→ Coordinate annotation entries
((

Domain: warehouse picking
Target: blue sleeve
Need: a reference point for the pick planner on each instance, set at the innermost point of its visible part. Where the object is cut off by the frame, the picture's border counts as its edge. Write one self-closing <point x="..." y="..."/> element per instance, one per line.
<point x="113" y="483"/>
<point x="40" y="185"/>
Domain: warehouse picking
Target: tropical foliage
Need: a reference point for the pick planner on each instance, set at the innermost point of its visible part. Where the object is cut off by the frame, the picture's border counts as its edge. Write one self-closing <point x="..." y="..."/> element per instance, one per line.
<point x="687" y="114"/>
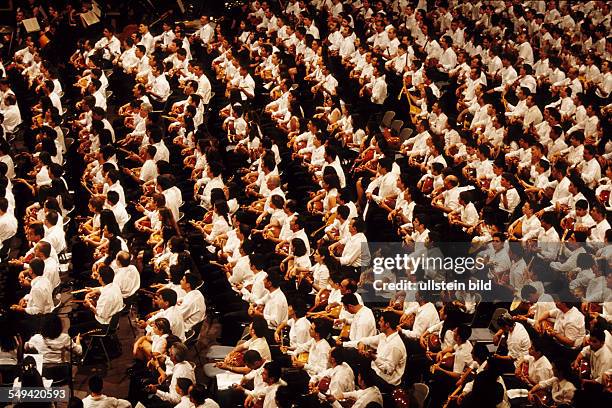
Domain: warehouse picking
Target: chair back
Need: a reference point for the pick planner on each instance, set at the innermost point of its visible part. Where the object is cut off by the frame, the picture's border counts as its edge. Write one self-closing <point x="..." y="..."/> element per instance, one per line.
<point x="405" y="134"/>
<point x="420" y="394"/>
<point x="387" y="118"/>
<point x="493" y="326"/>
<point x="396" y="126"/>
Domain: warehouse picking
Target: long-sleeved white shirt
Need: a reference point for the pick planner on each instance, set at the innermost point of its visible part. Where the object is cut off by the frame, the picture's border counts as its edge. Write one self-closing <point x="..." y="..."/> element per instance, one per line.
<point x="276" y="309"/>
<point x="390" y="361"/>
<point x="193" y="308"/>
<point x="109" y="303"/>
<point x="39" y="300"/>
<point x="426" y="316"/>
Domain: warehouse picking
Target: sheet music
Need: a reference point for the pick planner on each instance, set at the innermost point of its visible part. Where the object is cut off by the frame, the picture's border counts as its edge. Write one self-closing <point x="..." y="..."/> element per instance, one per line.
<point x="226" y="380"/>
<point x="96" y="9"/>
<point x="31" y="25"/>
<point x="89" y="18"/>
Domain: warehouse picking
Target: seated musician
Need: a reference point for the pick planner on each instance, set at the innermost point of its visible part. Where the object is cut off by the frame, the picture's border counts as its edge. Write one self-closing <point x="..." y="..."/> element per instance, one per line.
<point x="100" y="304"/>
<point x="166" y="300"/>
<point x="256" y="342"/>
<point x="388" y="353"/>
<point x="354" y="254"/>
<point x="275" y="309"/>
<point x="425" y="317"/>
<point x="39" y="300"/>
<point x="317" y="349"/>
<point x="367" y="393"/>
<point x="339" y="376"/>
<point x="299" y="326"/>
<point x="516" y="341"/>
<point x="153" y="345"/>
<point x="359" y="319"/>
<point x="598" y="356"/>
<point x="252" y="384"/>
<point x="560" y="388"/>
<point x="569" y="326"/>
<point x="451" y="363"/>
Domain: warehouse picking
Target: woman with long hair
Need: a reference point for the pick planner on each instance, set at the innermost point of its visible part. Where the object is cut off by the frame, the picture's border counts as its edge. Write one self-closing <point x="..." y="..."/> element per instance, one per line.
<point x="54" y="345"/>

))

→ Exercise objective
Give every record back exactly as it reads, with no images.

→ Exercise result
Domain: warehouse picking
Target: blue sleeve
Need: a reference point for the pick planner on each instance, set at the innermost point of its visible part. Where the object is cut off by the frame, the picture's border counts as its edge. Write one self-closing <point x="..." y="..."/> element per instance, one per line.
<point x="113" y="483"/>
<point x="40" y="185"/>
Domain: warehouse picking
Target: tropical foliage
Need: a reference point for the pick planner on each instance, set at the innermost point of its visible part. Where the object is cut off by the frame, the picture's border counts as its edge. Write one self-closing <point x="..." y="..."/> element per instance, one per line.
<point x="687" y="114"/>
Domain: warehouse picking
Target: chair back
Need: a reference point for the pick planner on each instance, set at the innermost point of its visible part. Where the object is cut off by the frame, the picture's border counts as its edge. Write one self-closing <point x="..." y="..."/> element per instance, one per line.
<point x="405" y="134"/>
<point x="420" y="394"/>
<point x="387" y="118"/>
<point x="493" y="326"/>
<point x="396" y="126"/>
Domain: warehouse picking
Target: long-sleeved white shirt
Need: a reference point for the pick planner on each instance, set at the innermost point of its visible part. Where the object is cut off by the frame, the picture's border counts as its edge. Write one self-closing <point x="..." y="..."/> element per instance, one per line.
<point x="276" y="309"/>
<point x="390" y="361"/>
<point x="193" y="308"/>
<point x="109" y="303"/>
<point x="39" y="300"/>
<point x="426" y="316"/>
Domain: warehouse picking
Target: sheet music
Need: a reference point for the pick planner on each instance, set at the innermost point of its visible part. Where the object is cut off by the frame, the picture's border counts as its edge. Write one self-closing <point x="..." y="..."/> element per instance, one per line.
<point x="226" y="380"/>
<point x="96" y="9"/>
<point x="31" y="25"/>
<point x="89" y="18"/>
Domain: warehouse picking
Target: seated musician
Need: a reference point for the pick planner on each instance, set at the innermost point of its visible part. Where the object is cut off by the frame, the picture's border counts as its edge. Write one self-closing <point x="..." y="..."/> element per instance, one per line.
<point x="100" y="304"/>
<point x="166" y="300"/>
<point x="256" y="342"/>
<point x="388" y="353"/>
<point x="354" y="254"/>
<point x="275" y="309"/>
<point x="425" y="317"/>
<point x="39" y="300"/>
<point x="317" y="349"/>
<point x="367" y="393"/>
<point x="339" y="376"/>
<point x="299" y="326"/>
<point x="516" y="341"/>
<point x="153" y="345"/>
<point x="359" y="319"/>
<point x="598" y="356"/>
<point x="252" y="384"/>
<point x="560" y="388"/>
<point x="569" y="326"/>
<point x="451" y="363"/>
Domain: warehouse picking
Target: woman with long hair
Need: a reference point for the pick planner on each instance, set at the innermost point of its visible part. Where the object is cut off by the frame, the picture's border counts as its edge. Write one self-closing <point x="..." y="..."/> element per instance, one per line.
<point x="54" y="345"/>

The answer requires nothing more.